Work to do: Convert the records from the line with "the white ceiling" to the line with "left=327, top=55, right=349, bottom=84" into a two-column CSV with the columns text and answer. Give one row per record, put each value in a single quoted field, and replace line breaks with spaces.

Records from a data collection:
━━━━━━━━

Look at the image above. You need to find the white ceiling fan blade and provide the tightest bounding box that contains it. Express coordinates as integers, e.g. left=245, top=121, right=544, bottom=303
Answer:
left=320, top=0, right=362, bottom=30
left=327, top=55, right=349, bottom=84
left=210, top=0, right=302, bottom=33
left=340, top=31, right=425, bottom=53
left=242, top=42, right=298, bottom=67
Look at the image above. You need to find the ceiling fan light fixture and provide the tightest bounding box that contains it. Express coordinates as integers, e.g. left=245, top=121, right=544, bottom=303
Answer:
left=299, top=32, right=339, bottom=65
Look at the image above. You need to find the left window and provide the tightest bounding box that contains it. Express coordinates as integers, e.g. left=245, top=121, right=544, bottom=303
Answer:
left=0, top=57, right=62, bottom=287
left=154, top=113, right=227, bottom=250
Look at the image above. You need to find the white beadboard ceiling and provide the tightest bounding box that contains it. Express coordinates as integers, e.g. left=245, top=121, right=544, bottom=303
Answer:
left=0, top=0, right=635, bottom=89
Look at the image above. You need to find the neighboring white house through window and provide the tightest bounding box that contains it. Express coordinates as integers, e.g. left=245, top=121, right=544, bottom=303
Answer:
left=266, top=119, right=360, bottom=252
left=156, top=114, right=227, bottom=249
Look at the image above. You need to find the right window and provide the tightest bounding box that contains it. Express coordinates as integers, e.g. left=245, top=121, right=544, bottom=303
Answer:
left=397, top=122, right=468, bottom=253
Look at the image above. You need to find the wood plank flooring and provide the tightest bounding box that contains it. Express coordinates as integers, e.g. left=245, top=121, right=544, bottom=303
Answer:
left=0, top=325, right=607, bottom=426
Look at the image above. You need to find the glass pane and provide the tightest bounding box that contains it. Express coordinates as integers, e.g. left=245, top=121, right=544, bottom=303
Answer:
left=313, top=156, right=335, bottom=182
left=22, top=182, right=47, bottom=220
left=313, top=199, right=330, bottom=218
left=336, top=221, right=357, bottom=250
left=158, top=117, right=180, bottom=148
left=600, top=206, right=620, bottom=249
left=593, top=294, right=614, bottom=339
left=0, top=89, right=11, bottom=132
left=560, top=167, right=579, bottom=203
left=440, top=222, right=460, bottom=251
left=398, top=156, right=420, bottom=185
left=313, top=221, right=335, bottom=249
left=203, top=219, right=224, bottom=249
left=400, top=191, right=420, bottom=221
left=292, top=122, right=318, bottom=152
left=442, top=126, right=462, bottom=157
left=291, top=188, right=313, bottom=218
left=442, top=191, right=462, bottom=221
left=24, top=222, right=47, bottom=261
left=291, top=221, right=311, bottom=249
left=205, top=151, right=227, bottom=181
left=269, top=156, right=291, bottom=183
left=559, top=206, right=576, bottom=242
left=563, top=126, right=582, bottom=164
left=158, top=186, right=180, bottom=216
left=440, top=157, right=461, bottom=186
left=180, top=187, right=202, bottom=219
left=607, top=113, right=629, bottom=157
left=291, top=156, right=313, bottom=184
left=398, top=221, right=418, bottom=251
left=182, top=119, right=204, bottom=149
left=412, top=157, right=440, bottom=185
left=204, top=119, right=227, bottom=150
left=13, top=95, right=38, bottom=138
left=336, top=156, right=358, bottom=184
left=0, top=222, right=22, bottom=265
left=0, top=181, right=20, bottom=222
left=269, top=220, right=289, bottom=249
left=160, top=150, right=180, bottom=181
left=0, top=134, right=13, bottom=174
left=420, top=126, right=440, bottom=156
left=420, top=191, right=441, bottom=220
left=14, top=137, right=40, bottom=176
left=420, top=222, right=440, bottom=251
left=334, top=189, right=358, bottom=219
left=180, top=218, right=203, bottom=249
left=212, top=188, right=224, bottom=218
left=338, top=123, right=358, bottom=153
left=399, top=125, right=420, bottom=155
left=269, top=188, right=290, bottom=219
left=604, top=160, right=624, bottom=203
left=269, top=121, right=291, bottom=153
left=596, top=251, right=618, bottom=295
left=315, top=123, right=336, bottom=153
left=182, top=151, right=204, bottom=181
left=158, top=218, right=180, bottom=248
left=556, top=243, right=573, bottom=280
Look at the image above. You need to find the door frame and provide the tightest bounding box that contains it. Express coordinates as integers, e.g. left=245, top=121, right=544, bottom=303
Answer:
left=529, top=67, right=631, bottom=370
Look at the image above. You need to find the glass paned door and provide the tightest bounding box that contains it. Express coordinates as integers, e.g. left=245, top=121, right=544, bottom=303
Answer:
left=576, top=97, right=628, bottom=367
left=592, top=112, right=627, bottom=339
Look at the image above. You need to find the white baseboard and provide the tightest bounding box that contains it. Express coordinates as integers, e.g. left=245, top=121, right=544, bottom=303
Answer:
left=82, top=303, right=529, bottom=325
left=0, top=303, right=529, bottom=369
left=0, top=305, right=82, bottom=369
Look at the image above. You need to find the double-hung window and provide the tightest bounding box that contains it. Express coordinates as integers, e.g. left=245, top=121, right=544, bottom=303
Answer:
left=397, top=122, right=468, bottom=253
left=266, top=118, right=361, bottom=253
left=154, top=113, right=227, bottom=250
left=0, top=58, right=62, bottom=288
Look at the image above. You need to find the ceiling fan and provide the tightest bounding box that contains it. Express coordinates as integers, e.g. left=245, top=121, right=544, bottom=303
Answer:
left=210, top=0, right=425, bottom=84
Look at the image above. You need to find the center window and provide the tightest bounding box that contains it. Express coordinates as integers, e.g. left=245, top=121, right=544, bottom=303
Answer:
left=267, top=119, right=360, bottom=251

━━━━━━━━

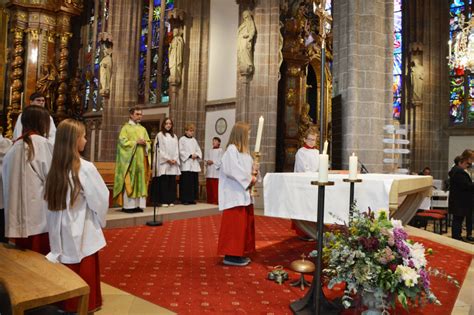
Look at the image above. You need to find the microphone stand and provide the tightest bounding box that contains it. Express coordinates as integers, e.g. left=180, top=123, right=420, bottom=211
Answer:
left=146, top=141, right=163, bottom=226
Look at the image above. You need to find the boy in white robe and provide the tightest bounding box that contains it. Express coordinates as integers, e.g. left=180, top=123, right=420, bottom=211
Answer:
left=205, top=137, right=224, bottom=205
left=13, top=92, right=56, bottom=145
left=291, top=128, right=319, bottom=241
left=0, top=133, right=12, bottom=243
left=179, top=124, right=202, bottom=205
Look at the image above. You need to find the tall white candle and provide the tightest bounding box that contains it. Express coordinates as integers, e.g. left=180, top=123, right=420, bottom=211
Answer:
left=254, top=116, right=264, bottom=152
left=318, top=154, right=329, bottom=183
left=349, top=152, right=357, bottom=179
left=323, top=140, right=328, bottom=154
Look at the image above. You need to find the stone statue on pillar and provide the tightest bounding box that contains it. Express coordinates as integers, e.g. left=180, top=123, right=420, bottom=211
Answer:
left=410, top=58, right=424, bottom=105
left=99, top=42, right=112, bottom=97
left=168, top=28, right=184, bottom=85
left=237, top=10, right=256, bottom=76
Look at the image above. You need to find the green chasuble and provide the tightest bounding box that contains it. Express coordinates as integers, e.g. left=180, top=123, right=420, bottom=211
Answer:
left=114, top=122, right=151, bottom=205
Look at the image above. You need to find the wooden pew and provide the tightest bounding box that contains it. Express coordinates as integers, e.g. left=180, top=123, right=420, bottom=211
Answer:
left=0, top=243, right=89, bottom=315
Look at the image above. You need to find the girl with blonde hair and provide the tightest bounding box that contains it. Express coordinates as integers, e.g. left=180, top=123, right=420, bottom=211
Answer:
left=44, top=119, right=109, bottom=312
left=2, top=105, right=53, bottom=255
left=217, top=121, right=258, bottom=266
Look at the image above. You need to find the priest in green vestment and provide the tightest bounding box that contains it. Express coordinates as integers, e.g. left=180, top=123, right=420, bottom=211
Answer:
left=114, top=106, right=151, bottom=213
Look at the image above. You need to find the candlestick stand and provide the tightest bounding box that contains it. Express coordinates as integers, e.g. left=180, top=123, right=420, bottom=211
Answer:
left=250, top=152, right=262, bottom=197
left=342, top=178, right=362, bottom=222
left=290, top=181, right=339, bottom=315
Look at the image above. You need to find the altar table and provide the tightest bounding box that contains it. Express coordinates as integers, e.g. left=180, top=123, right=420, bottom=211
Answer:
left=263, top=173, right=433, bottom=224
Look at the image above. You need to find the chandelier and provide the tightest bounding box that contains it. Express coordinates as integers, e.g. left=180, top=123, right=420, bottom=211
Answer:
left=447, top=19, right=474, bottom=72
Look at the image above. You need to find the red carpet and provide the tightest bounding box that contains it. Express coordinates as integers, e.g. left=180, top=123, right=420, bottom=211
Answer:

━━━━━━━━

The response:
text,answer
"Look at the image above. You need to find the white ceiling fan blade and provide the tightest bounding box that contains it. Express coordinates as integers, e.g. left=245, top=121, right=544, bottom=303 Answer:","left=320, top=0, right=362, bottom=30 left=327, top=55, right=349, bottom=84"